Pointing dataset records
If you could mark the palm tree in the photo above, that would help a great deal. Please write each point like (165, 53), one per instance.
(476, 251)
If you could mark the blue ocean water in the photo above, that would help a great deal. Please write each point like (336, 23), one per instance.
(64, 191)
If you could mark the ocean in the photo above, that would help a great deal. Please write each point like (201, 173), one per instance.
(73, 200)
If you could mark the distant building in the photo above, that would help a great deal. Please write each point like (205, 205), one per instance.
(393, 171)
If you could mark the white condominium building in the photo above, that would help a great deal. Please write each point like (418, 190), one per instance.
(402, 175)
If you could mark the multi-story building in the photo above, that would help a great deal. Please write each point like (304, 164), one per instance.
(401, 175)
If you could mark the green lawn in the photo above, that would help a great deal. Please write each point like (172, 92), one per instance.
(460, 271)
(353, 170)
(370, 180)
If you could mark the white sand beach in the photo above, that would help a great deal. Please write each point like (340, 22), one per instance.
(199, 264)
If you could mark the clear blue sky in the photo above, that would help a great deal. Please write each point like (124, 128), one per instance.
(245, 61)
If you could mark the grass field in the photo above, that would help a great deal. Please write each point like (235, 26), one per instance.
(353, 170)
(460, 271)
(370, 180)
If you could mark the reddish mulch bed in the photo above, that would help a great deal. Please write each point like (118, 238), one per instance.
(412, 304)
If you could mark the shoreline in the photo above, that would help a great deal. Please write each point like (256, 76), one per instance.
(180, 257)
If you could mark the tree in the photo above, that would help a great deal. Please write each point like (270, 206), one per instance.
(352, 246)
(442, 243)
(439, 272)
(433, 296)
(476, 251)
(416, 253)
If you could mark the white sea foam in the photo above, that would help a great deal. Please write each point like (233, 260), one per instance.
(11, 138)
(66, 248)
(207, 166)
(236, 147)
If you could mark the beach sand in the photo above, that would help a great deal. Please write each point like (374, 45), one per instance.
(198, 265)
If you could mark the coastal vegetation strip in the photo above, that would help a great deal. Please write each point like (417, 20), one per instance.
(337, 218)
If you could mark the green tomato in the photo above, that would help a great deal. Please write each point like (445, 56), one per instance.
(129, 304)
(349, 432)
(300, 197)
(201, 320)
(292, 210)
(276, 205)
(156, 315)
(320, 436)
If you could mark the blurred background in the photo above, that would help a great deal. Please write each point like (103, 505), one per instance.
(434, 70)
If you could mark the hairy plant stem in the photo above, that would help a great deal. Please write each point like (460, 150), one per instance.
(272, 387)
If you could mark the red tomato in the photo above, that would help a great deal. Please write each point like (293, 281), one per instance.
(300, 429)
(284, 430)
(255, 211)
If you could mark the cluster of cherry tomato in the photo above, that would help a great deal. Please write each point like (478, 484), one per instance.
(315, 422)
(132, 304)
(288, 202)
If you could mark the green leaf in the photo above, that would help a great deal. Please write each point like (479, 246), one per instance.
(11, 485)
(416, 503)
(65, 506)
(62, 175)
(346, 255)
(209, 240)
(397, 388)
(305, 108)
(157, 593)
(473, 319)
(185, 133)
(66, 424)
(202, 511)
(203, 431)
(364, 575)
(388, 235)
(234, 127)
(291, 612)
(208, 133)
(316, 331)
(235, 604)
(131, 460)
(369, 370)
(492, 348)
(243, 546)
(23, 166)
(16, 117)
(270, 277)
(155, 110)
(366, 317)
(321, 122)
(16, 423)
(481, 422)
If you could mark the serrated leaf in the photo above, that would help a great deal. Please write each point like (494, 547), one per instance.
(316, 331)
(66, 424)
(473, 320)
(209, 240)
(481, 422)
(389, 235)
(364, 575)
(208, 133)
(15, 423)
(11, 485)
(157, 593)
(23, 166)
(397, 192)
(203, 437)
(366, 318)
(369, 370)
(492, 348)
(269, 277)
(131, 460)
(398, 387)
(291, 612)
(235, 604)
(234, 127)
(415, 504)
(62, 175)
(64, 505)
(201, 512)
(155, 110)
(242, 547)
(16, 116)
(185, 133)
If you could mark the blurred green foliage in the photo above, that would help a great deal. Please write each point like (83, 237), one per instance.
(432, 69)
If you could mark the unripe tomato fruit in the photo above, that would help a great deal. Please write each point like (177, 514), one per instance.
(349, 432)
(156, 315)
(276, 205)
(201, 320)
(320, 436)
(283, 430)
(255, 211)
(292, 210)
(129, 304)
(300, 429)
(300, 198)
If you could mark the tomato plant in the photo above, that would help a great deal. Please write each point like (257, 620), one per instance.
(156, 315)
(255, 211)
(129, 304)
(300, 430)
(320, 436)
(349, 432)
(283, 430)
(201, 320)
---
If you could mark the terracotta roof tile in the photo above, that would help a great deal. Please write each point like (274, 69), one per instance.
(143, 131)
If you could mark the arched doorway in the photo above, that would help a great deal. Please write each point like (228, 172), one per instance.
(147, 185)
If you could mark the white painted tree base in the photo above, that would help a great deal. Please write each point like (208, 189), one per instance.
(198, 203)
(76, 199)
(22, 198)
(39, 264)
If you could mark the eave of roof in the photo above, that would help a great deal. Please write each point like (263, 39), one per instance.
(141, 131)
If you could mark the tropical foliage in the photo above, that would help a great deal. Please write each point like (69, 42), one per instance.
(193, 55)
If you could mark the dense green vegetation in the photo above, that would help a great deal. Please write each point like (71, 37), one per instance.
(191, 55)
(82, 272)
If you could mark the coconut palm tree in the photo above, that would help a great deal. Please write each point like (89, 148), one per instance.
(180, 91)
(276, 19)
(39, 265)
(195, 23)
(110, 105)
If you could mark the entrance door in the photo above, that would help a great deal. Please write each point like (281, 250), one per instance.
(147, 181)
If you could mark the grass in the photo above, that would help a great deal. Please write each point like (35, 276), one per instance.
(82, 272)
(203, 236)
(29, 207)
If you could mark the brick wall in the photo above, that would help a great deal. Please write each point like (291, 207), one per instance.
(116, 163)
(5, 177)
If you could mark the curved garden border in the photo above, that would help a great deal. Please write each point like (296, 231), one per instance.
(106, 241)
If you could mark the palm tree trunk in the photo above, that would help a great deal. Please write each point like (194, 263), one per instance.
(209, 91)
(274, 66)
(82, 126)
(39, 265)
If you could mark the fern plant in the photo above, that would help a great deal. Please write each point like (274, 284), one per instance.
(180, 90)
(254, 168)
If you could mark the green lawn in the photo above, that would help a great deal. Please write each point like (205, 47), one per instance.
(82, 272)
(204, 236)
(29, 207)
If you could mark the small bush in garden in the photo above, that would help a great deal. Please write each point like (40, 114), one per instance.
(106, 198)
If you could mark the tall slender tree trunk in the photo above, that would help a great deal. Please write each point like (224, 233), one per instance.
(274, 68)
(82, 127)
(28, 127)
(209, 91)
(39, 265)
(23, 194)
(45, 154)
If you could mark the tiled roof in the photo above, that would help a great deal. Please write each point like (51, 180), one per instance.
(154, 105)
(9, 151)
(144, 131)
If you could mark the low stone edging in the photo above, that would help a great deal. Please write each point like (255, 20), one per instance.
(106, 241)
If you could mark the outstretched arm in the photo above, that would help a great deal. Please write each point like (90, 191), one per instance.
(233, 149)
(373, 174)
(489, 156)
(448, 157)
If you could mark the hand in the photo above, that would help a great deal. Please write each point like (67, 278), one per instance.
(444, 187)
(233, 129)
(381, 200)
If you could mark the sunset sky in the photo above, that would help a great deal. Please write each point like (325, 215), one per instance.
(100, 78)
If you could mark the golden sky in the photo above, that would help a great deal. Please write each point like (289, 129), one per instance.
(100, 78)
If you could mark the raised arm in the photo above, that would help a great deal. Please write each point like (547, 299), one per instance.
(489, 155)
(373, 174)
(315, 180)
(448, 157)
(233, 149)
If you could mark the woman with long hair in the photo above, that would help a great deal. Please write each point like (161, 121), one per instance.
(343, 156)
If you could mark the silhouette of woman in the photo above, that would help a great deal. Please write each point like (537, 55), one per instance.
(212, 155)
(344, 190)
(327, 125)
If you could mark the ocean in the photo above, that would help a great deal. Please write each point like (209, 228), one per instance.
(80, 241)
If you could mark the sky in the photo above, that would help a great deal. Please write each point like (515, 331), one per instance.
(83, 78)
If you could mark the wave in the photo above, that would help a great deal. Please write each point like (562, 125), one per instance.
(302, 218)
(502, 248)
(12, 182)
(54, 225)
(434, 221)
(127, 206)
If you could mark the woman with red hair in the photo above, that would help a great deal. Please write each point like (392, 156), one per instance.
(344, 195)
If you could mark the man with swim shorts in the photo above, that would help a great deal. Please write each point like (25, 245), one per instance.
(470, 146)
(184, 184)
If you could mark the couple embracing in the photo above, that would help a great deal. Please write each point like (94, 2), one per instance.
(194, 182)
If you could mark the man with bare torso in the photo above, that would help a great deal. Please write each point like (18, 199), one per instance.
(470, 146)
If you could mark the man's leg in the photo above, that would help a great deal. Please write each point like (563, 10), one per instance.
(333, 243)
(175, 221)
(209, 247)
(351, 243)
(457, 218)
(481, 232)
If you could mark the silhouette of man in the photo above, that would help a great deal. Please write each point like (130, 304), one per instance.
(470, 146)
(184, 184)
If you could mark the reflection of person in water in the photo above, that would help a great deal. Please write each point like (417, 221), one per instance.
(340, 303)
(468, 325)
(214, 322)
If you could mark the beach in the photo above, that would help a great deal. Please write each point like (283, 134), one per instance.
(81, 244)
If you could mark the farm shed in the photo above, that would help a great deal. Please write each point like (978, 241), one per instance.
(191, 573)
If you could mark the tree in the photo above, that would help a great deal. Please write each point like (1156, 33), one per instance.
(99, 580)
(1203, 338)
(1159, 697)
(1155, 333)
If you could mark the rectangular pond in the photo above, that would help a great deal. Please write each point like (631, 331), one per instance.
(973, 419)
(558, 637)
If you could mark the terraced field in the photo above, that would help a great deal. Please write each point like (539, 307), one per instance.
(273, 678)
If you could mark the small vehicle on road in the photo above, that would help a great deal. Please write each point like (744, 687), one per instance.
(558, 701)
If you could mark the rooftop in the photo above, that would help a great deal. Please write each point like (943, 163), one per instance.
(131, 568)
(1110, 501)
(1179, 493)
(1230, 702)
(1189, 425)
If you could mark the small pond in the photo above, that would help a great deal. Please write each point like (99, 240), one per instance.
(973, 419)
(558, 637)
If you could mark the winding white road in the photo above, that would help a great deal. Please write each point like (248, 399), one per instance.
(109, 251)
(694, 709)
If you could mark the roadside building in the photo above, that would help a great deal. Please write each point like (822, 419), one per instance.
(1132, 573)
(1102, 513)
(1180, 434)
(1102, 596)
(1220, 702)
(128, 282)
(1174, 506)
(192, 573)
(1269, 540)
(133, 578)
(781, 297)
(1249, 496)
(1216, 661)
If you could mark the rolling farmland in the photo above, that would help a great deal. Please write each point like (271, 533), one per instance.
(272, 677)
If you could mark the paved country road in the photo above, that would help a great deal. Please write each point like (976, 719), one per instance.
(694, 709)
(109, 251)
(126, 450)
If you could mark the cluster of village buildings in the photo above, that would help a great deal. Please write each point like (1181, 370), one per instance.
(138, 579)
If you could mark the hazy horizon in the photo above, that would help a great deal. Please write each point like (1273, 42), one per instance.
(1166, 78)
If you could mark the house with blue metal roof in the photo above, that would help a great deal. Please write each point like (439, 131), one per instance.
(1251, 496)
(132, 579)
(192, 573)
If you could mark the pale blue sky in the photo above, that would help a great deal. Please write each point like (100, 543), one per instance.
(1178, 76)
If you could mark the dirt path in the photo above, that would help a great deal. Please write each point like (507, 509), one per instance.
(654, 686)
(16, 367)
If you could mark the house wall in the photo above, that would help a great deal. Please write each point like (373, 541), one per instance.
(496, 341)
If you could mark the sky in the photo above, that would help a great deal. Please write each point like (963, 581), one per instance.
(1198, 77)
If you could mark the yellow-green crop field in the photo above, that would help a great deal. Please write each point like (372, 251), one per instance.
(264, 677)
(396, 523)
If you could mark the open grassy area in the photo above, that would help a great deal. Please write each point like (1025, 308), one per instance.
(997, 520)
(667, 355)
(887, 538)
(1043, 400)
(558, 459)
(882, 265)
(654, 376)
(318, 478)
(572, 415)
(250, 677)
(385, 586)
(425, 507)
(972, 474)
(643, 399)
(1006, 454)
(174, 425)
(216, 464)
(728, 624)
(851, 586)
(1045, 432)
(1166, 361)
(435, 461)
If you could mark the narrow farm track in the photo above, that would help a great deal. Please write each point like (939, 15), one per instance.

◆ Problem
Format the data as a numbered list, starting at the line that contains "If you could mark the paved" and ending after the line that contains "If you could mark the narrow". Include only those lines and omit any blank lines.

◆ Exercise output
1. If you could mark the paved country road in the photo above, that would help a great deal. Please write each point like (976, 719), one per instance.
2. (694, 709)
3. (109, 251)
4. (126, 450)
5. If you could mark the cluster of village buildings in the photo above, that would help a great deal. Please write each point like (1181, 370), one per instance.
6. (138, 579)
7. If you could mark the hazy horizon in the photo above, that would help a great deal. Please write each point like (1273, 42), one per instance.
8. (1166, 78)
9. If you could mark the house with blue metal roof in the photo above, that would help a great deal. Please write each point like (439, 131), one per instance.
10. (1251, 496)
11. (132, 579)
12. (192, 573)
13. If you could mark the pale blue sky in the photo above, that would help a great deal. Please write each point like (100, 543), one per instance.
14. (1178, 76)
15. If you could mark the dirt path in the photo above, that would help a great deal. Please write each point like (507, 509), one per instance.
16. (654, 686)
17. (16, 367)
18. If you could mark the house wall in the photo above, that would help a great deal. Please write each point like (373, 541), one per instance.
19. (496, 341)
20. If you could mark the sky in the photo above, that would help a great deal. Please write each point like (963, 581), one per instance.
21. (1198, 77)
22. If you could mark the yellow-green crop field in the photo above, that would help a great deal. Please write each point like (372, 251), one per instance.
23. (264, 677)
24. (396, 523)
25. If you could mark the open grassy area in the photo above, that would help a great deal. Please write each point like (1025, 308), one per instance.
26. (997, 520)
27. (667, 355)
28. (887, 538)
29. (1043, 400)
30. (558, 459)
31. (882, 265)
32. (654, 376)
33. (318, 478)
34. (572, 415)
35. (250, 677)
36. (385, 586)
37. (425, 507)
38. (972, 474)
39. (643, 399)
40. (1006, 454)
41. (174, 425)
42. (216, 464)
43. (728, 624)
44. (851, 586)
45. (1045, 432)
46. (1166, 361)
47. (435, 461)
48. If you could mark the narrow farm track in the photo above, that would help a great deal. Please write each point like (939, 15), one per instance.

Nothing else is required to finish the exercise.